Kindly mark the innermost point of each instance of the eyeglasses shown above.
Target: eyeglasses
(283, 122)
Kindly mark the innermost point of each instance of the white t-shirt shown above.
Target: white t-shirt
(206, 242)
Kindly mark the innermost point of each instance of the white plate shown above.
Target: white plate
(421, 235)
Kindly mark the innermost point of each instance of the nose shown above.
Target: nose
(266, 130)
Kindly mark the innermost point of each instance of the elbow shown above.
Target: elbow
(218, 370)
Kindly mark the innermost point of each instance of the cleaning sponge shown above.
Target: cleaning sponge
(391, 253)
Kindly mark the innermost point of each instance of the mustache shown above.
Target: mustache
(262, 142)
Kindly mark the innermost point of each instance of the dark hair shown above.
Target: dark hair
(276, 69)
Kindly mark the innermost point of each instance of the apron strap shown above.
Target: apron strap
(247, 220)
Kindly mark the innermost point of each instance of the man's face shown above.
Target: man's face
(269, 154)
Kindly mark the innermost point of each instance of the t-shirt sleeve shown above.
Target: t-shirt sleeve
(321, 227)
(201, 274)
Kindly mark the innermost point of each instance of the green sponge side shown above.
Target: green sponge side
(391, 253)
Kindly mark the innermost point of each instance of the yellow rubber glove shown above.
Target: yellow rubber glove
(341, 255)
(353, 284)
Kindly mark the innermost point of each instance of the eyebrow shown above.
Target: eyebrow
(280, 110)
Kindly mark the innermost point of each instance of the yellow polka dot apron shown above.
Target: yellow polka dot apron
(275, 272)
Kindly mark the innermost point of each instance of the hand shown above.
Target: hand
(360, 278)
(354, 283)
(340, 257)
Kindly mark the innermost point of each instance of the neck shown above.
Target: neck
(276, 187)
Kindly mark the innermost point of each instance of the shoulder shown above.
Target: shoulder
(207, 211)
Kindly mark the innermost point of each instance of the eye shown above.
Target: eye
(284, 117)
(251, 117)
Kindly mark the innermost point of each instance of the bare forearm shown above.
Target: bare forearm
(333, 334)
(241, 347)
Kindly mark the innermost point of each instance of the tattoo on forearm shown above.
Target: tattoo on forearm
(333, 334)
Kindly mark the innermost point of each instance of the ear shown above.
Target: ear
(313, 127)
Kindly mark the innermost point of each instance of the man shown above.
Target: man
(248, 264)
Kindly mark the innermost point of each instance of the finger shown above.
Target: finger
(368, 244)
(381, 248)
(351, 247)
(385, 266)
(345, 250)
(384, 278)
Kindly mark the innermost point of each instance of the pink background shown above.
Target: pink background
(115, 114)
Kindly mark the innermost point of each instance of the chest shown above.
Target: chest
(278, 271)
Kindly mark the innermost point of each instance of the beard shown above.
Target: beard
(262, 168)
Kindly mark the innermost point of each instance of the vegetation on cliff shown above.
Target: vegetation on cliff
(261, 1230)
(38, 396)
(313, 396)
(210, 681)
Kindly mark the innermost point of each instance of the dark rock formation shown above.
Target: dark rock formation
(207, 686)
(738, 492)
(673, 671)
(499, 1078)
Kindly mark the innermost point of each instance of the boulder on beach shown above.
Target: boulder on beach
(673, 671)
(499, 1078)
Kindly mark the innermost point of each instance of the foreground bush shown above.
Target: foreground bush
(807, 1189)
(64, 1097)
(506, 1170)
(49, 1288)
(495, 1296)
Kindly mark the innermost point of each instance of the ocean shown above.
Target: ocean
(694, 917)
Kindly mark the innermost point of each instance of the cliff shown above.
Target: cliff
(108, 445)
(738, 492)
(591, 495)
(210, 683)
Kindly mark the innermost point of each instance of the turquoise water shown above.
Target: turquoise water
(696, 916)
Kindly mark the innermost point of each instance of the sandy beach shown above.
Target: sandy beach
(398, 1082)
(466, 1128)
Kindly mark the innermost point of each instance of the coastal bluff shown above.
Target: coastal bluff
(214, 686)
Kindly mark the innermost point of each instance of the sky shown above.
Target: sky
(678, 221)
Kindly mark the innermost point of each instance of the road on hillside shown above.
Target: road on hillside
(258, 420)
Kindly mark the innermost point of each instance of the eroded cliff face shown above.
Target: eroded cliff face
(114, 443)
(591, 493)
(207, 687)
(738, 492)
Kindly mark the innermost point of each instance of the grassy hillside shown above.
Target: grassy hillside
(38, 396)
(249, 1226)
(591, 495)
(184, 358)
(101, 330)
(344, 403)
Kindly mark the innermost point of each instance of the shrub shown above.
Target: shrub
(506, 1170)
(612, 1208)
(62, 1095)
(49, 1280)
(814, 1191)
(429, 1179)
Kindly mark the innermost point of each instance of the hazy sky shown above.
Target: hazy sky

::::::

◆ Task description ◆
Only lines that include "hazy" belong in the answer; return them from the entries above.

◆ Exercise output ◆
Kindly mark the innermost point of each instance of the hazy sky shown above.
Target: hazy sky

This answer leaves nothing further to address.